* Task item
Reproduce the text on the European Commission's dispute with X, starting at "For Malaysian and" and ending after "years to come.". Substitute "policy models" for "regulatory templates".

The agreement on remedial measures does not resolve the deeper legal conflict between X and the European Commission. The platform has filed an appeal against the underlying fine, a legal challenge that remains active and could take years to resolve through the EU's judicial system. This parallel track of compliance and contestation reflects X's strategy of simultaneously appearing cooperative while challenging the regulatory authority's substantive legal basis for the penalty.
The broader transatlantic dispute over digital regulation has intensified dramatically in recent months, transforming what might otherwise be a routine enforcement matter into a flashpoint in US-EU relations. President Donald Trump publicly denounced the X fine as a censorship measure, framing European regulation as ideologically motivated rather than consumer-protective. This rhetorical assault on the DSA reflects deeper anxieties within the American technology sector about losing influence over global regulatory standards.
US government retaliation has escalated beyond symbolic criticism into concrete action. The State Department announced targeted sanctions against five individuals, including former European Commission Vice-President Thierry Breton, who played a central role in developing and enforcing DSA provisions. The decision to sanction EU officials for their regulatory actions represents an unprecedented weaponisation of foreign policy tools and signals a fundamental deterioration in cooperation between Washington and Brussels on technology governance.
The European Commission's enforcement agenda against X remains incomplete and expanding. Beyond the December 2025 fine and current remedial agreement, the Commission has not concluded its substantive investigation into X's DSA compliance, suggesting additional findings and potentially further penalties remain possible. The regulator simultaneously opened a fresh investigation in early 2025 targeting X's Grok artificial intelligence chatbot, which has been generating sexualised deepfake imagery depicting women and minors. This emerging investigation suggests the Commission views X as a serial violator requiring continuous monitoring and enforcement action.
For Malaysian and Southeast Asian observers, this transatlantic regulatory conflict carries significant implications. The outcome of EU-US disputes over digital platform accountability will influence the regulatory templates that Asian nations ultimately adopt, as regional governments look to both Brussels and Washington for governance models. The tension between transparent, precautionary regulation and light-touch, innovation-friendly approaches reflects competing visions of technology governance that will shape digital life across the region for years to come.
The case also demonstrates that even the world's most influential technology companies can be successfully challenged by determined regulators willing to impose substantial financial penalties and operational constraints. This precedent may embolden regulators in Malaysia and other developing nations who have historically deferred to American technology companies' preferences regarding data access and platform operations. The EU's willingness to enforce its rules against X suggests that regulatory asymmetry—where platforms enjoy protection in Washington but face accountability in other jurisdictions—may become increasingly difficult to sustain.

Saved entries
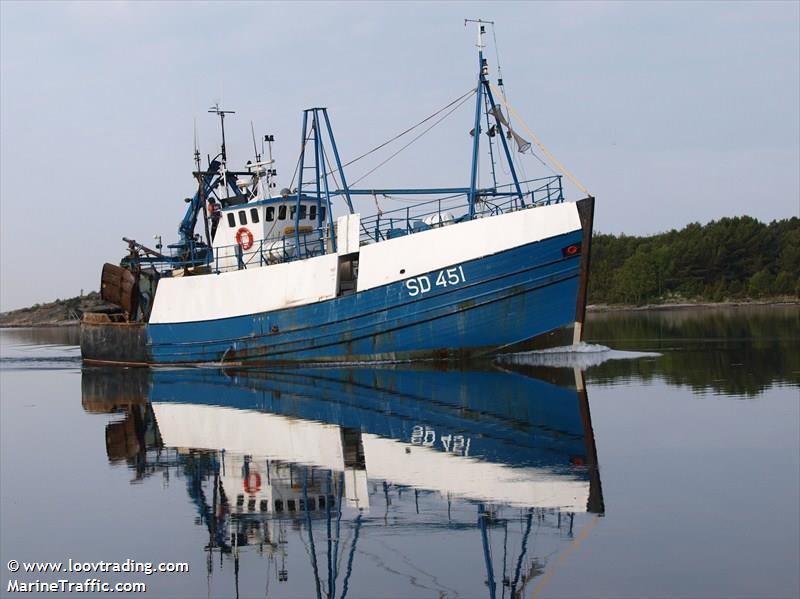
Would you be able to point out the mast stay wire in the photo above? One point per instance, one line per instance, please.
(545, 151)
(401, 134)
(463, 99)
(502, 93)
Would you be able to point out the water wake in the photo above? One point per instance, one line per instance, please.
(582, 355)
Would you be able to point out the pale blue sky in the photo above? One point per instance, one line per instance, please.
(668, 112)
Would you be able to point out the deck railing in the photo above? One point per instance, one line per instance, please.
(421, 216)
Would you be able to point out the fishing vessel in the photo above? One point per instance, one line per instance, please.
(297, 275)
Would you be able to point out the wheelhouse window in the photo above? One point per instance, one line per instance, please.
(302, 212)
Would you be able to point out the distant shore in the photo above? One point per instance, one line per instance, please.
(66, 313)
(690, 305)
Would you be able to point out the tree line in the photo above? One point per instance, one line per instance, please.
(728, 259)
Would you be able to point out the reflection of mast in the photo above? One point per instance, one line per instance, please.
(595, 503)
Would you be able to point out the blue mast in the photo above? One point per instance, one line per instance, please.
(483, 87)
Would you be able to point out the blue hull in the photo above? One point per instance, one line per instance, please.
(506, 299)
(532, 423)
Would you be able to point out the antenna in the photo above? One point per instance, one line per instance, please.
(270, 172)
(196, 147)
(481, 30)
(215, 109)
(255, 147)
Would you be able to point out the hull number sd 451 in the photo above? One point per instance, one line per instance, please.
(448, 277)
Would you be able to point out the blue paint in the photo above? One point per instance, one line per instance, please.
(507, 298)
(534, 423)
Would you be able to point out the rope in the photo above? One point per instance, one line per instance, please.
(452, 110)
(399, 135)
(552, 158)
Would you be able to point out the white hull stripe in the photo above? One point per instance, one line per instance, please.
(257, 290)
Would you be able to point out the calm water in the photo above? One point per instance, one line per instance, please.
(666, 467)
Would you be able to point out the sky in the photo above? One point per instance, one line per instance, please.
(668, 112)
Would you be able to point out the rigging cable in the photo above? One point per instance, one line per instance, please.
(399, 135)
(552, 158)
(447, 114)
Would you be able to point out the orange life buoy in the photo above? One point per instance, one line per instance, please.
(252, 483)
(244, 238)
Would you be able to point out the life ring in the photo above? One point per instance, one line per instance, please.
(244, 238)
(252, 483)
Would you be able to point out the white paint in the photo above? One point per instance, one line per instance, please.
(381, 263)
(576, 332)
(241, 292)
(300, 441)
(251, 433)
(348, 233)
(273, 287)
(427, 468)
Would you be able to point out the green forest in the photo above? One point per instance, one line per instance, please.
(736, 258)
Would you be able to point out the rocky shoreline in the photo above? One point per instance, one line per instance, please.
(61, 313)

* Reply to the task
For Malaysian and Southeast Asian observers, this transatlantic regulatory conflict carries significant implications. The outcome of EU-US disputes over digital platform accountability will influence the policy models that Asian nations ultimately adopt, as regional governments look to both Brussels and Washington for governance models. The tension between transparent, precautionary regulation and light-touch, innovation-friendly approaches reflects competing visions of technology governance that will shape digital life across the region for years to come.